Dataset entries:
######

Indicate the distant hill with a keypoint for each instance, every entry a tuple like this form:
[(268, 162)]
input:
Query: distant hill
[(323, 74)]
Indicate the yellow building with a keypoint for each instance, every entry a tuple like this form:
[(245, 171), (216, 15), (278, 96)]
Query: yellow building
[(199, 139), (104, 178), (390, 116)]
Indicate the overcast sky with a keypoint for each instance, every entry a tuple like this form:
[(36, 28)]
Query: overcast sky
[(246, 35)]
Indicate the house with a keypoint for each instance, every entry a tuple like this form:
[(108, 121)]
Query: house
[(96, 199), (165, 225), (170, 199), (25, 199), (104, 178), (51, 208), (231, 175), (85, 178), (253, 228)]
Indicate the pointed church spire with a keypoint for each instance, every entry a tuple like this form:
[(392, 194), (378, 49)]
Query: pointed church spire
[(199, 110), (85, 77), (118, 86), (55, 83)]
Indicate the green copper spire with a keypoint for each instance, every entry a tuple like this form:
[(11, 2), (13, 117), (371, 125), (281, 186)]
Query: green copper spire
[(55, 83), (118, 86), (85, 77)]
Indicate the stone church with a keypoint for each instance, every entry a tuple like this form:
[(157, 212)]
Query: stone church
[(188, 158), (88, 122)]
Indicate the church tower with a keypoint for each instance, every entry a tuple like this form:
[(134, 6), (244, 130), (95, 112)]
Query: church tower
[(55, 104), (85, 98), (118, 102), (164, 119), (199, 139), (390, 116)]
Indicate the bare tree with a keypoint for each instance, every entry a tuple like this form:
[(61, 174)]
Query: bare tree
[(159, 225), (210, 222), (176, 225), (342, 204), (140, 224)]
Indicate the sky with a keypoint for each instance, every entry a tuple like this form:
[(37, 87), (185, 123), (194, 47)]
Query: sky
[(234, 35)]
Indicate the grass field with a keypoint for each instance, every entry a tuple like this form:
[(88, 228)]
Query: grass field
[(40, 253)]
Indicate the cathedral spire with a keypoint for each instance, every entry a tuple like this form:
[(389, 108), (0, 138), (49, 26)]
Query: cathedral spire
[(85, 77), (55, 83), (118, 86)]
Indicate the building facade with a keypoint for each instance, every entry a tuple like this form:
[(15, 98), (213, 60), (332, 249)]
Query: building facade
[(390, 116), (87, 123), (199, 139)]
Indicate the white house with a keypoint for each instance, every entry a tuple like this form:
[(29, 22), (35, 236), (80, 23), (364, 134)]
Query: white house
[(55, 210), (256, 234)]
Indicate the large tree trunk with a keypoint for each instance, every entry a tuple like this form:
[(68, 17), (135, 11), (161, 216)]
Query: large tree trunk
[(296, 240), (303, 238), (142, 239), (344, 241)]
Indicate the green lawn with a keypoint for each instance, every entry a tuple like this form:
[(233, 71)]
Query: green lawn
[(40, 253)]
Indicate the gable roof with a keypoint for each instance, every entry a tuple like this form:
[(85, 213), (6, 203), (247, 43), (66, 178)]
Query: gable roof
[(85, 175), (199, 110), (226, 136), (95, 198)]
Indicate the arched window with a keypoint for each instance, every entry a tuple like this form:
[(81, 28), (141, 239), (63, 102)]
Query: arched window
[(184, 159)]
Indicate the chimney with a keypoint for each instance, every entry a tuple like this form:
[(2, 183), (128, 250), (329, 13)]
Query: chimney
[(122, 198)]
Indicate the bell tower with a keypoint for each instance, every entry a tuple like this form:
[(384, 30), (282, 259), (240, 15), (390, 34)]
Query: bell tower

######

▸ To be done
The required output is the span of lines from the one containing "Indicate the gable" to the last line, reproduced character for character.

▸ Correct output
Indicate the gable roof with a keypoint for each instance, every entry a tuple like this form:
[(85, 213), (6, 203), (247, 43), (66, 178)]
Query: gable roof
[(85, 175), (199, 110), (226, 136), (95, 198)]
Indicate the arched window with a keypoint for each instance, every entry a tuple like this form:
[(81, 28), (141, 239), (63, 102)]
Query: arched window
[(184, 159)]
Indicate the chimney with a keypoint for each instance, every entry a tuple like this form:
[(2, 183), (128, 250), (329, 13)]
Query: chimney
[(122, 198)]
Indicate the bell tower with a keypoint for each instance, every entry a tuple like this form:
[(384, 30), (282, 259), (240, 15), (390, 34)]
Query: bell tower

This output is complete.